Problem description:
Put every line of the rows below into a numbered list, leaving out blank lines and the pictures.

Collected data
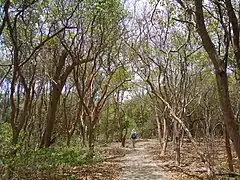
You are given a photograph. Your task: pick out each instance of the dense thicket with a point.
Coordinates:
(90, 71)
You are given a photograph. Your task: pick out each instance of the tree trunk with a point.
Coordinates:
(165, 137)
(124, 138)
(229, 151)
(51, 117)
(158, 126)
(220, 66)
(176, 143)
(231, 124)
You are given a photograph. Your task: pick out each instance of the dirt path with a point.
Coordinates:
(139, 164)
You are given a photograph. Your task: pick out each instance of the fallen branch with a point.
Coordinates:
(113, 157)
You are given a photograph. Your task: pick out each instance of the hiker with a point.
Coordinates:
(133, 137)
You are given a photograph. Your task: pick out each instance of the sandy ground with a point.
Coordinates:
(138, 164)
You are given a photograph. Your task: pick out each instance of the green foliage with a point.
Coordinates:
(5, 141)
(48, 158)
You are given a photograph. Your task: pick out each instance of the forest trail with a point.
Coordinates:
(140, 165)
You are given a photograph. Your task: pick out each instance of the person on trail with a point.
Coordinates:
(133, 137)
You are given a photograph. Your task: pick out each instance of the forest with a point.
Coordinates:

Task response:
1. You are given a photograph. Your task: pick out each instance of the dense thicket with a point.
2. Coordinates:
3. (90, 71)
4. You are given a photograph. Your task: pick out each instance of the tree trunk with a point.
5. Coordinates:
6. (165, 137)
7. (124, 138)
8. (229, 151)
9. (51, 117)
10. (158, 126)
11. (220, 66)
12. (176, 143)
13. (231, 124)
14. You are given a photograph. Your task: pick out each instance of the dirt path with a point.
15. Coordinates:
16. (139, 164)
17. You are given a photograph. Your task: pick out each instance of the fallen branch with a point.
18. Coordinates:
19. (113, 157)
20. You are given a photograph. Your task: pick out each instance of the hiker with a point.
21. Coordinates:
22. (133, 137)
23. You are given a photograph. Your task: pick out each instance of the sandy ground with a point.
24. Coordinates:
25. (138, 164)
26. You are given a photograph. Your task: pick out each instance of the green foliage with a point.
27. Coordinates:
28. (5, 141)
29. (48, 158)
30. You are given a photograph. Your task: pick out each instance of the forest trail with a point.
31. Coordinates:
32. (140, 165)
33. You are given a photograph. Your task: pick out each instance of the person on trail with a point.
34. Coordinates:
35. (133, 137)
36. You are given a photograph. Your task: pick out each instance of the forest with a point.
37. Coordinates:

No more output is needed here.